▶ **CONSEGNA ESERCIZIO**:
Aggiorna le righe che vanno da quella contenente "Could you please point out the barbed", inclusa, fino alla fine delle voci, sostituendo "rough" con "uneven". Riporta quelle righe senza altre modifiche.

○ ○ ○

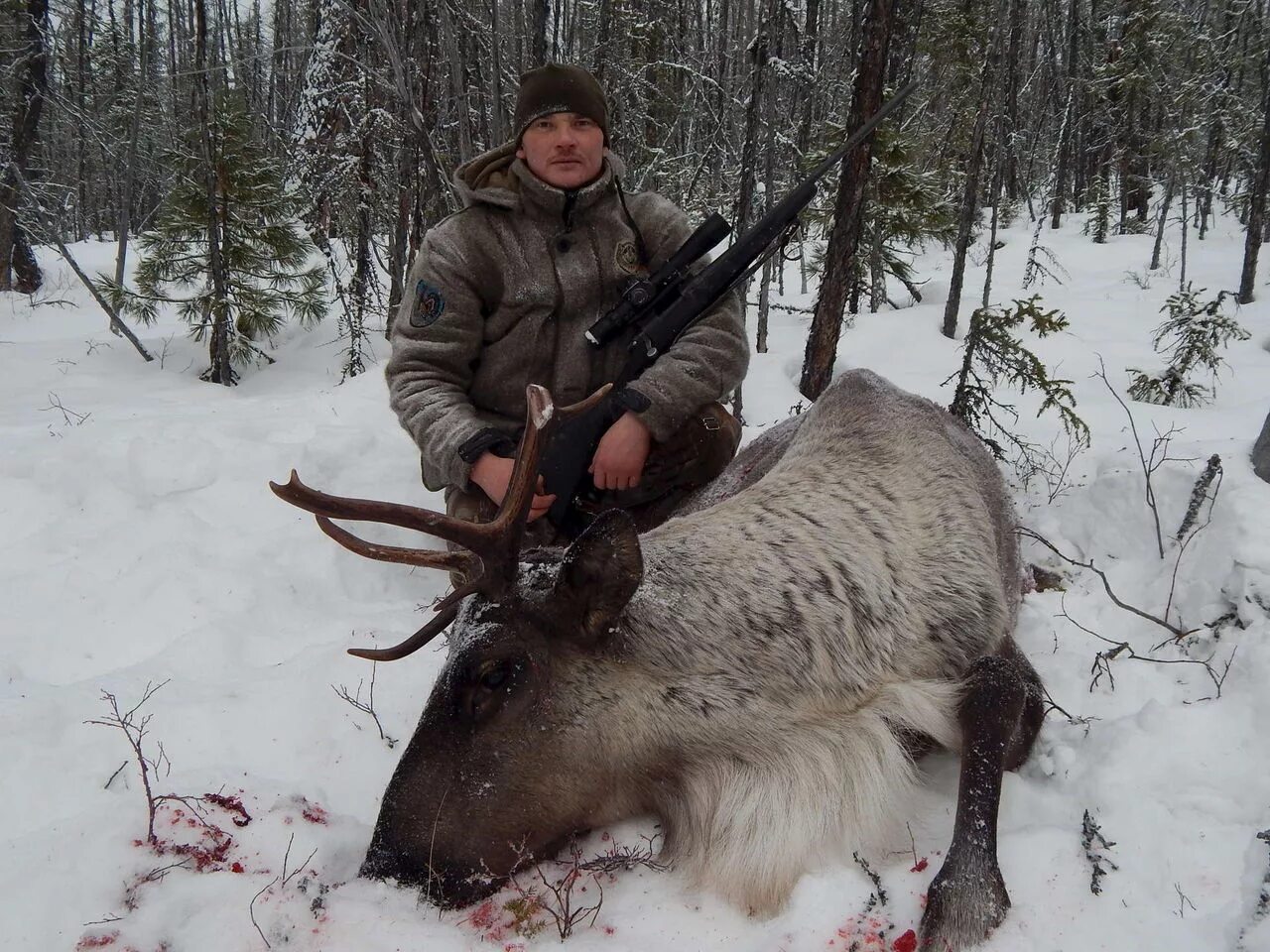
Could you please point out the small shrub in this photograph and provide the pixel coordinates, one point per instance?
(1197, 331)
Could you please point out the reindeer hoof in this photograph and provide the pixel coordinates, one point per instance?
(962, 905)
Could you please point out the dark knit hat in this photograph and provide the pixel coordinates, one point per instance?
(559, 89)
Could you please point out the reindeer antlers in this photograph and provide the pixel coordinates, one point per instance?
(490, 552)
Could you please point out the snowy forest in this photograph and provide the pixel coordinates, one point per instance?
(1056, 235)
(334, 126)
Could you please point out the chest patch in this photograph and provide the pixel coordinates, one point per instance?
(430, 303)
(626, 258)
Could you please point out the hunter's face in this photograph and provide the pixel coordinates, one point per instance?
(566, 150)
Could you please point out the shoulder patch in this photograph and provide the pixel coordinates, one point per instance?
(626, 258)
(430, 303)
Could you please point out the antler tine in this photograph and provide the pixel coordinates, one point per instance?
(500, 542)
(564, 413)
(463, 562)
(412, 644)
(408, 517)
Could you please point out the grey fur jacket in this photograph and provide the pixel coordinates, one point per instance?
(500, 295)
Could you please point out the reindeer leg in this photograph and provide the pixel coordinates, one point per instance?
(1000, 715)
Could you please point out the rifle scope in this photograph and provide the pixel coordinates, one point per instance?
(640, 294)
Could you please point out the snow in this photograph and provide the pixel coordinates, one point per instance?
(144, 547)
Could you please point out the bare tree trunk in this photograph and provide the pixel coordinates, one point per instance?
(218, 349)
(1067, 148)
(130, 172)
(1164, 221)
(839, 270)
(539, 32)
(18, 268)
(1256, 206)
(971, 184)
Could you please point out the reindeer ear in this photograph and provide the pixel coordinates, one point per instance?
(599, 572)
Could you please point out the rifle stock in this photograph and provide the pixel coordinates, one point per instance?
(667, 303)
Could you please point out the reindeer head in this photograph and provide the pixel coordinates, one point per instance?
(517, 748)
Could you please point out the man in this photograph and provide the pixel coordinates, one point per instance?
(503, 291)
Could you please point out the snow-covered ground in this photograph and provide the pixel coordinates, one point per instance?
(143, 547)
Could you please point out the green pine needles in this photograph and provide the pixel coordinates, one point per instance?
(230, 257)
(994, 356)
(1197, 331)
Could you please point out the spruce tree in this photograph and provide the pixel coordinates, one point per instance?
(1198, 330)
(264, 253)
(993, 354)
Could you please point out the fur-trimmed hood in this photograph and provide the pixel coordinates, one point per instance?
(498, 178)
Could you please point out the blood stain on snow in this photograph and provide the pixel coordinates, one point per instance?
(102, 941)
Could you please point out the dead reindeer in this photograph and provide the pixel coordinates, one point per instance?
(758, 671)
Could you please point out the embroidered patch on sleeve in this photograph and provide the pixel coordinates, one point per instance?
(429, 304)
(626, 258)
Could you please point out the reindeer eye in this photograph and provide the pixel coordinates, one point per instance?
(490, 688)
(494, 676)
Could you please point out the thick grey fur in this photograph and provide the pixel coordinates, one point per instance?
(788, 638)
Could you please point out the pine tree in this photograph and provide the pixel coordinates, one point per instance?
(264, 252)
(993, 354)
(905, 209)
(1198, 330)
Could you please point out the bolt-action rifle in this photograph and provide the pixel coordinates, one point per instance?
(665, 304)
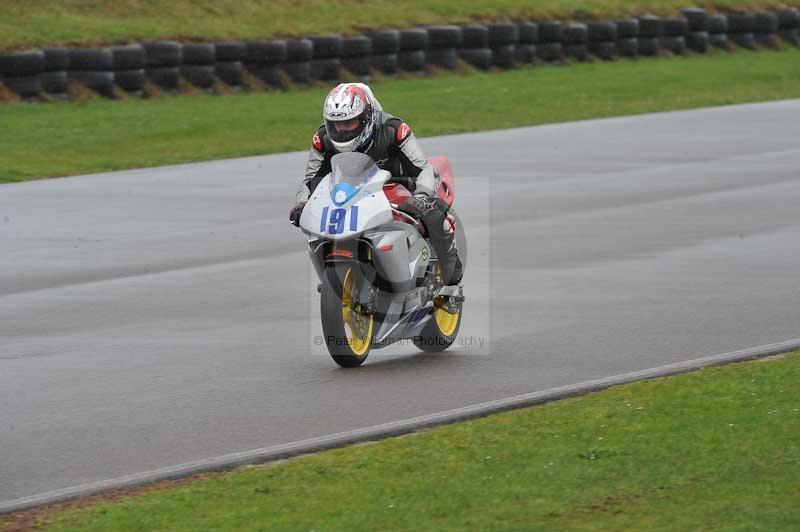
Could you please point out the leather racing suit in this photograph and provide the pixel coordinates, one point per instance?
(394, 148)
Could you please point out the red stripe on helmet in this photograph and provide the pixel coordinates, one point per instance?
(403, 132)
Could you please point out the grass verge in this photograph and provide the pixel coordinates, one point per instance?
(57, 139)
(718, 449)
(38, 22)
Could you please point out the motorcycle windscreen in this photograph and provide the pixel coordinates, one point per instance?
(352, 168)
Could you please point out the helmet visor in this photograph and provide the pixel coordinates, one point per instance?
(345, 130)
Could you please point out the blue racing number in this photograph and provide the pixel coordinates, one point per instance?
(335, 224)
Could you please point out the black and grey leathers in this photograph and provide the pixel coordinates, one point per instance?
(395, 149)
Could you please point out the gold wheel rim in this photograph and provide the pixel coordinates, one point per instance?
(446, 321)
(359, 324)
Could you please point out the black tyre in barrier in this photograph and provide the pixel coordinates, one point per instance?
(269, 74)
(229, 72)
(719, 40)
(445, 37)
(21, 65)
(299, 50)
(766, 22)
(328, 69)
(101, 82)
(474, 36)
(360, 66)
(326, 47)
(230, 51)
(628, 47)
(442, 58)
(56, 59)
(603, 50)
(90, 59)
(788, 19)
(717, 24)
(525, 53)
(528, 33)
(480, 58)
(503, 56)
(741, 22)
(676, 45)
(767, 40)
(163, 77)
(413, 39)
(384, 42)
(696, 19)
(129, 80)
(549, 52)
(575, 34)
(602, 31)
(502, 34)
(54, 82)
(697, 41)
(128, 57)
(199, 54)
(648, 46)
(27, 86)
(579, 52)
(359, 46)
(650, 27)
(627, 29)
(267, 52)
(675, 27)
(201, 76)
(550, 31)
(384, 63)
(745, 40)
(163, 54)
(411, 60)
(298, 72)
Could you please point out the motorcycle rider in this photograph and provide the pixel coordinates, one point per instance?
(355, 121)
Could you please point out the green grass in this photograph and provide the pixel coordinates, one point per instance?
(37, 22)
(46, 140)
(718, 449)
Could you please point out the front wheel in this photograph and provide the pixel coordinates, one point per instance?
(440, 332)
(346, 325)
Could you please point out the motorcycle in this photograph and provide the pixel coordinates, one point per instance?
(380, 279)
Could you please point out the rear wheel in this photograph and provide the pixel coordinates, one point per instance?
(440, 332)
(347, 327)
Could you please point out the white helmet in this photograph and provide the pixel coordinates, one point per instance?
(349, 114)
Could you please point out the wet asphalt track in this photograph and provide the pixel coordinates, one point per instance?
(155, 317)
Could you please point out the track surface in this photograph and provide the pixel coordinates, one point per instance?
(156, 317)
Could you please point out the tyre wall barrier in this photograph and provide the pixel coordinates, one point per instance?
(330, 58)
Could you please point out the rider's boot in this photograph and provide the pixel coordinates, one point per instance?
(432, 212)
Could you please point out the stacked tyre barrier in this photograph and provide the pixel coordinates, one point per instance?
(280, 63)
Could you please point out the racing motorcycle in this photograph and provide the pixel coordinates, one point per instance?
(380, 279)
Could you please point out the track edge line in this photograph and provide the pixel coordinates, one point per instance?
(387, 430)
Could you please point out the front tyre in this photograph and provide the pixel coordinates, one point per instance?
(347, 327)
(440, 332)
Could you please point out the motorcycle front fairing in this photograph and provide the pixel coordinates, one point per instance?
(348, 201)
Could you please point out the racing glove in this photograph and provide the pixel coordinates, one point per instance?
(294, 214)
(417, 205)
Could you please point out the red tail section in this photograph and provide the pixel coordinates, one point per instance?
(447, 190)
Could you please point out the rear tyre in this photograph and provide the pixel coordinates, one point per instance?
(440, 332)
(347, 329)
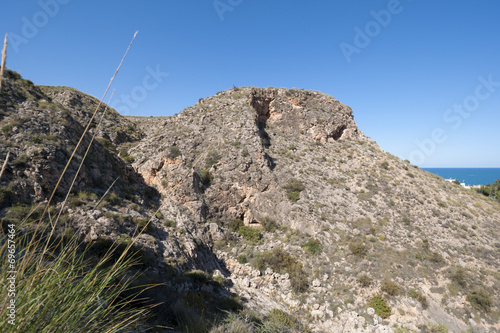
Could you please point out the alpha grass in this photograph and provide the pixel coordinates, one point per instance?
(59, 289)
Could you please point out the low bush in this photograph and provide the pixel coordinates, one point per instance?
(250, 234)
(419, 297)
(269, 224)
(364, 280)
(358, 248)
(480, 299)
(293, 188)
(283, 262)
(173, 152)
(235, 224)
(206, 177)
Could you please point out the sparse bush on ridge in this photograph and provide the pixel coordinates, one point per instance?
(480, 299)
(364, 280)
(173, 152)
(250, 234)
(312, 245)
(358, 248)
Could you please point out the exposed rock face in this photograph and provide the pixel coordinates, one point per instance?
(290, 164)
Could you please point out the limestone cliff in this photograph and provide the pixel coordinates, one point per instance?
(274, 193)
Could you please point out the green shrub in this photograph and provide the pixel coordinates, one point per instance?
(294, 185)
(293, 189)
(235, 224)
(379, 304)
(419, 297)
(211, 159)
(313, 246)
(364, 280)
(480, 299)
(129, 159)
(278, 321)
(459, 276)
(282, 262)
(269, 224)
(390, 288)
(438, 329)
(358, 248)
(250, 234)
(206, 177)
(142, 222)
(173, 152)
(60, 292)
(293, 196)
(242, 259)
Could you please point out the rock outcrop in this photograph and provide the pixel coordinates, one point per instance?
(274, 193)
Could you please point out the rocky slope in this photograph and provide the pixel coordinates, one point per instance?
(271, 197)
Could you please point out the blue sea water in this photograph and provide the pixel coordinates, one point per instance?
(469, 176)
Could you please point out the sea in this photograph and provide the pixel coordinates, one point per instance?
(469, 176)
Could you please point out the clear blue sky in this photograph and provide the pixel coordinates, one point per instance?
(415, 72)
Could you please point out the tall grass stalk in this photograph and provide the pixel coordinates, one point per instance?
(57, 287)
(68, 292)
(79, 143)
(4, 56)
(4, 164)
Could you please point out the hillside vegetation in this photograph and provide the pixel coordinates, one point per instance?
(270, 212)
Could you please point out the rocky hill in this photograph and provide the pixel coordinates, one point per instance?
(267, 203)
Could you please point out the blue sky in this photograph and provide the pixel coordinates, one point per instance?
(422, 76)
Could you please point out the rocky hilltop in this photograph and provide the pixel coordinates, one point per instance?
(265, 203)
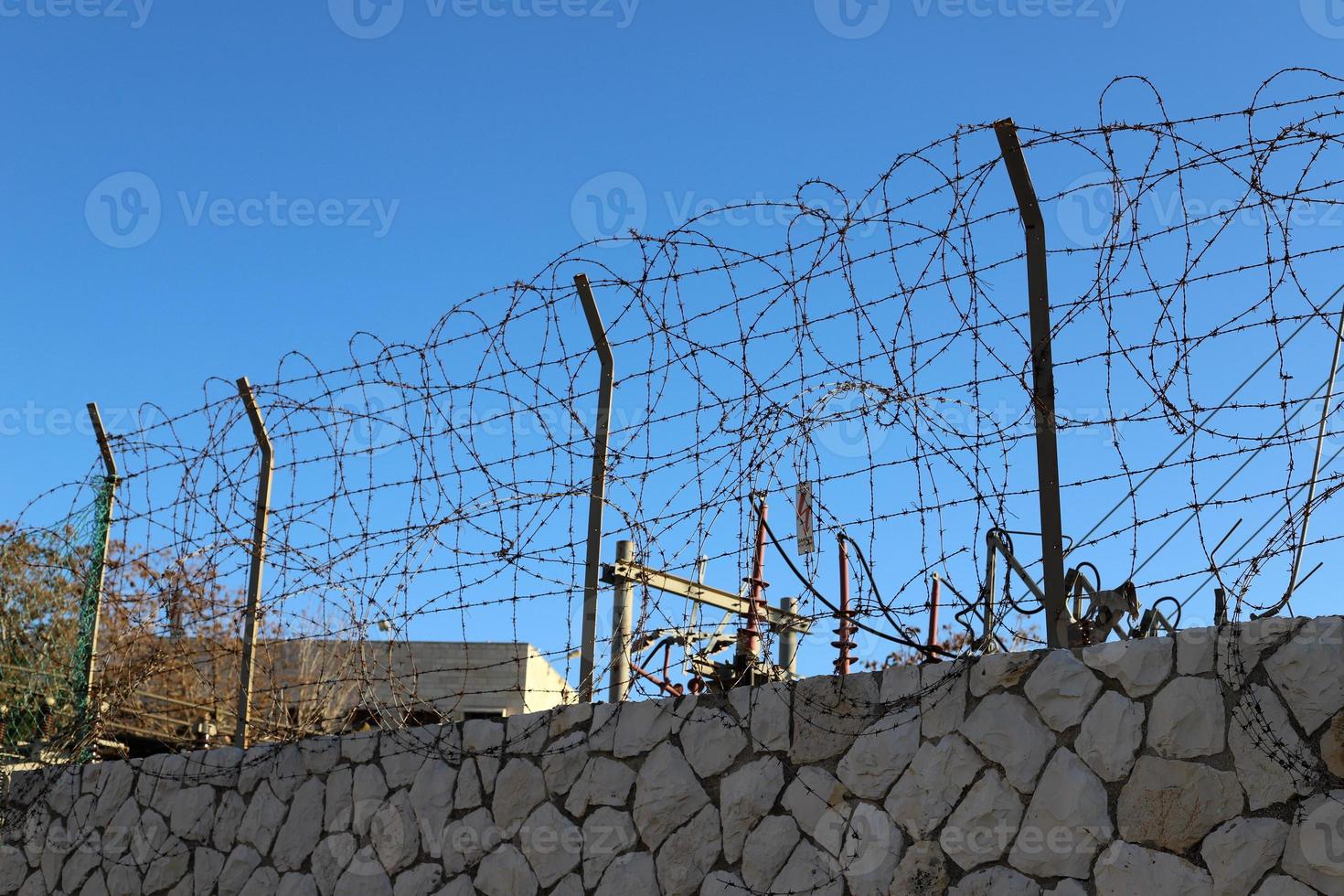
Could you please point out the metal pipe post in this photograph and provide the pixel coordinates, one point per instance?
(623, 620)
(1043, 384)
(1316, 464)
(258, 555)
(844, 632)
(597, 491)
(91, 610)
(789, 640)
(935, 592)
(749, 635)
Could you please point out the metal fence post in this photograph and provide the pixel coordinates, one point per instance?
(623, 621)
(1043, 384)
(258, 555)
(597, 489)
(91, 612)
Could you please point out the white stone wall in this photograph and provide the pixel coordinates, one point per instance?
(1206, 763)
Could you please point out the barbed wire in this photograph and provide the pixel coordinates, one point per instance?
(874, 347)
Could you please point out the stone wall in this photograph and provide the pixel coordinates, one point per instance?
(1194, 764)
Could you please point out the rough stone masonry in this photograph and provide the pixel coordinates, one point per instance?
(1204, 763)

○ ○ ○

▶ **SOLUZIONE**:
Could you please point out the barbed wire in this photograph and provide the pixel coordinates, one point per instance?
(874, 347)
Could you please point out the stone wall in this photograph and provide the pixel coordinates, one point per instance?
(1194, 764)
Could you please point out the uneven stone masonry in this photograph and provide the pixel coordinates, one point per instance?
(1204, 763)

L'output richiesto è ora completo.